--- START RECORDS PROVIDED ---

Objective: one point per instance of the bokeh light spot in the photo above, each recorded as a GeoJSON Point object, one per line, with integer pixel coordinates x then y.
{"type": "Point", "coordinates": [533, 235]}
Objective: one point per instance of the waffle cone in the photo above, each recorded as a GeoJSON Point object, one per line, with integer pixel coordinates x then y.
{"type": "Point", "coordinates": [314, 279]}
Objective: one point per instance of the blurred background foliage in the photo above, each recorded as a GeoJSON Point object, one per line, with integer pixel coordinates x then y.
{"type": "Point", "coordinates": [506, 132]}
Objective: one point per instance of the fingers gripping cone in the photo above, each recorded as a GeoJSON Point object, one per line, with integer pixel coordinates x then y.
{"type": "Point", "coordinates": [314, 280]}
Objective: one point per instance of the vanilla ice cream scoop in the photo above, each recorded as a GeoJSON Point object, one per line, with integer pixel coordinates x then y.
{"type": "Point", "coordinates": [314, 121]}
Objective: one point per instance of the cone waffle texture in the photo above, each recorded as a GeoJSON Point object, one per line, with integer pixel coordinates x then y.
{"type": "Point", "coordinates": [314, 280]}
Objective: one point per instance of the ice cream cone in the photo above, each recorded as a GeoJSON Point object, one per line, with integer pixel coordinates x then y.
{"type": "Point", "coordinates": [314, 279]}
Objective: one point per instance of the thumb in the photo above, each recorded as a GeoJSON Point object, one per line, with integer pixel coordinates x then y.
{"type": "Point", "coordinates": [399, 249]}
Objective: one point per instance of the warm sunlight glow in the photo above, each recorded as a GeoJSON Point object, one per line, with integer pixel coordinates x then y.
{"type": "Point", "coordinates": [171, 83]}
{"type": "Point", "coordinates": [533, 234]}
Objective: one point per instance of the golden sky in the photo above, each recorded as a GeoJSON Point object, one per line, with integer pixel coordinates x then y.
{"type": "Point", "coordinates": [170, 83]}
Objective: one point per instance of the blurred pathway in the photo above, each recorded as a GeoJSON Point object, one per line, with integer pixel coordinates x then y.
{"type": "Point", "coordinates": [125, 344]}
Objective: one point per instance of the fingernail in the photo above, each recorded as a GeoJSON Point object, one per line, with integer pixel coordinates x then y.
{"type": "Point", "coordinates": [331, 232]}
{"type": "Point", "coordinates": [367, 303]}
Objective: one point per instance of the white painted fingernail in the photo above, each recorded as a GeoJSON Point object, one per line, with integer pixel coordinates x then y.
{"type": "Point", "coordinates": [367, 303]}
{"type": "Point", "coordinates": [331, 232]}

--- END RECORDS PROVIDED ---

AIM: All entries must be repeated verbatim.

OUTPUT FOR THIS TASK:
Objective: one point per instance of the bokeh light spot in the photo above, each recorded as a GeoJSON Point object, one per line, with integer pixel coordinates x then y.
{"type": "Point", "coordinates": [533, 235]}
Objective: one point per instance of the waffle cone in the photo above, each recorded as a GeoJSON Point object, one per line, with integer pixel coordinates x then y.
{"type": "Point", "coordinates": [314, 279]}
Objective: one point per instance of the blurred background foliage in the photo above, each recorded as a GeoJSON Point object, one per line, with integer pixel coordinates x then y.
{"type": "Point", "coordinates": [506, 132]}
Objective: one point per instance of the fingers gripping cone in the photo above, each recorded as a GeoJSON Point object, one per line, with integer pixel coordinates x then y.
{"type": "Point", "coordinates": [314, 280]}
Objective: one point per instance of the vanilla ice cream scoop in the photo above, each recorded as a GeoJSON Point object, one per line, with integer pixel coordinates x then y.
{"type": "Point", "coordinates": [314, 121]}
Objective: one point per instance of the cone waffle texture in the photo above, each recorded as a GeoJSON Point object, one per line, with integer pixel coordinates x then y.
{"type": "Point", "coordinates": [314, 280]}
Objective: one point per instance of the ice cream cone in the photo above, each recorded as a GeoJSON Point object, one per line, with integer pixel coordinates x then y.
{"type": "Point", "coordinates": [314, 279]}
Objective: one point per instance of the thumb in the photo above, each recorded as a GeoJSON Point object, one per line, with integer pixel coordinates x then y.
{"type": "Point", "coordinates": [399, 249]}
Objective: one point per instance of the warm sunlight glow in the photo above, each recorded as a GeoJSON Point object, one per line, with integer pixel coordinates x then y.
{"type": "Point", "coordinates": [171, 83]}
{"type": "Point", "coordinates": [533, 234]}
Objective: one point per instance of the golden sky in the photo above, each recorded as a GeoJSON Point object, one per line, with integer pixel coordinates x then y.
{"type": "Point", "coordinates": [170, 83]}
Objective: one point per instance of the blurred pathway in the photo above, each recorded as a GeoJSON Point object, one per line, with integer pixel coordinates x then y.
{"type": "Point", "coordinates": [125, 344]}
Objective: one point per instance of the fingernail in the photo above, each recorded as a GeoJSON Point object, one per line, with integer pixel coordinates x then y.
{"type": "Point", "coordinates": [331, 232]}
{"type": "Point", "coordinates": [367, 303]}
Objective: one point per instance of the white painted fingernail in the photo above, each recorded as a GeoJSON Point object, one per line, with integer pixel coordinates x then y.
{"type": "Point", "coordinates": [367, 303]}
{"type": "Point", "coordinates": [331, 232]}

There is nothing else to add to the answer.